--- DIRECTIONS FOR THIS TASK ---
An exact copy of every entry is what's needed, so please transcribe them all.

*** Begin section ***

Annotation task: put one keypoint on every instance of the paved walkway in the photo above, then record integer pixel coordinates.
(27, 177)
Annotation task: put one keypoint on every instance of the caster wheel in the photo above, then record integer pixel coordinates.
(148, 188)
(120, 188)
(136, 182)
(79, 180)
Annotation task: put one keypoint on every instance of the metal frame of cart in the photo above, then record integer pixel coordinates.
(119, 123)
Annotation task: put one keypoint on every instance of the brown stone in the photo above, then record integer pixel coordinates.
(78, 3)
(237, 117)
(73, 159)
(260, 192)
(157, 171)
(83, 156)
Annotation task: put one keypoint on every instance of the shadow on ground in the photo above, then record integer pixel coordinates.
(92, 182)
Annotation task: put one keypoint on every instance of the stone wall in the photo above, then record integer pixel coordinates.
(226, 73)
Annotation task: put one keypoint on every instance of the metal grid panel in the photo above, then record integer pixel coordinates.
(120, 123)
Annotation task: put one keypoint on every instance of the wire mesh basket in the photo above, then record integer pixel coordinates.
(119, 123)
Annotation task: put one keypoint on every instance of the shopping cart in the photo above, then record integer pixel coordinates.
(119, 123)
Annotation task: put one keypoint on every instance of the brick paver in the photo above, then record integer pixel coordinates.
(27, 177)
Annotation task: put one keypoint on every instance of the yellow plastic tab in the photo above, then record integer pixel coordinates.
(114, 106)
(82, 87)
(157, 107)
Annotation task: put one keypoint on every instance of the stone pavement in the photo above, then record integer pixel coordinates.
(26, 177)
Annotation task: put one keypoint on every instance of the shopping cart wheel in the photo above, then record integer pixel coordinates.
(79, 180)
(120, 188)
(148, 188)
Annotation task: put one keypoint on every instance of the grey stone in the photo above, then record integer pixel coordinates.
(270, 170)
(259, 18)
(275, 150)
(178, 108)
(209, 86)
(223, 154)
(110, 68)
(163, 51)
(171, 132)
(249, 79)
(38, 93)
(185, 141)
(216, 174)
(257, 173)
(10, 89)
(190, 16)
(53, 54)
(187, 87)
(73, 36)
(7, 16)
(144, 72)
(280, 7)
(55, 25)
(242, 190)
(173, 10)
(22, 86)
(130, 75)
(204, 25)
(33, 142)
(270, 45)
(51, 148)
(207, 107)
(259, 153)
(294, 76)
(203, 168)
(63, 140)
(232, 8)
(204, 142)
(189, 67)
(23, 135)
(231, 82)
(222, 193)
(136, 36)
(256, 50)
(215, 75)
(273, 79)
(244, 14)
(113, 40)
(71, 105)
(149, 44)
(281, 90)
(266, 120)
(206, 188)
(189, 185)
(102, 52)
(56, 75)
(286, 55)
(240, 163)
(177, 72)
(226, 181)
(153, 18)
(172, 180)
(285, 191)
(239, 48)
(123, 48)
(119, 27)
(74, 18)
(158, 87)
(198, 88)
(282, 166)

*** End section ***

--- TASK ANSWER ---
Annotation task: put one keypoint on every instance of the paved walkway in the photo above, then record integer pixel coordinates.
(27, 177)
Annotation task: put one keypoint on every instance of the caster wheel in the photo above, then record integer pixel coordinates.
(148, 188)
(120, 188)
(136, 182)
(79, 180)
Annotation task: put one keypoint on every instance of the metal frame of cart in the photo above, then record integer pixel coordinates.
(119, 123)
Annotation task: put one keypoint on every instance of the brown stone in the photo above, then record integer pixel coordinates.
(78, 3)
(237, 117)
(73, 159)
(260, 192)
(157, 171)
(83, 156)
Annotation task: put one keypoint on every instance of the shadow on ground in the photo above, then record integer pixel coordinates.
(92, 182)
Annotation task: put one keypoint on every instance of the stone wall in the photo above, then record integer pixel coordinates.
(226, 73)
Annotation task: put one keypoint on every instance of the metal grid panel in the photo above, then record integer pixel coordinates.
(120, 123)
Annotation task: put one keypoint on every instance of the wire mesh basket in the photo above, then record integer pixel coordinates.
(119, 123)
Annotation task: put one keypoint on every instance of the shopping cart in the photo above, then record integer pixel coordinates.
(119, 123)
Annotation task: put one keypoint on every instance of the brick paver in the photo above, then record integer pixel coordinates.
(27, 177)
Annotation task: put one keypoint on every instance of the yellow plastic tab in the photo above, then record integer pixel coordinates.
(114, 106)
(82, 87)
(157, 107)
Annotation task: put one keypoint on every instance of the stone pavement in the photo above, then record integer pixel coordinates.
(26, 177)
Annotation task: put one keypoint on every instance of the shopping cart wheel in the photo above, then record integer pixel coordinates.
(79, 180)
(120, 188)
(148, 188)
Annotation task: put one keypoint on every instance of the grey stone in the photo above, then record integer pixel coordinates.
(270, 170)
(259, 18)
(275, 150)
(178, 108)
(209, 86)
(223, 154)
(110, 68)
(163, 51)
(171, 132)
(249, 79)
(38, 93)
(185, 141)
(216, 174)
(257, 173)
(10, 89)
(190, 16)
(53, 54)
(187, 87)
(73, 36)
(7, 16)
(144, 72)
(280, 7)
(55, 25)
(242, 190)
(173, 10)
(22, 86)
(130, 75)
(204, 25)
(33, 142)
(270, 45)
(51, 148)
(207, 107)
(259, 153)
(294, 76)
(203, 168)
(63, 140)
(232, 8)
(204, 142)
(189, 67)
(23, 135)
(231, 82)
(222, 193)
(136, 36)
(256, 50)
(215, 75)
(273, 79)
(244, 14)
(113, 40)
(71, 105)
(149, 44)
(281, 90)
(266, 120)
(206, 188)
(189, 185)
(102, 52)
(56, 75)
(286, 55)
(240, 163)
(177, 72)
(226, 181)
(153, 18)
(172, 180)
(285, 191)
(239, 48)
(123, 48)
(119, 27)
(74, 18)
(158, 87)
(198, 88)
(282, 166)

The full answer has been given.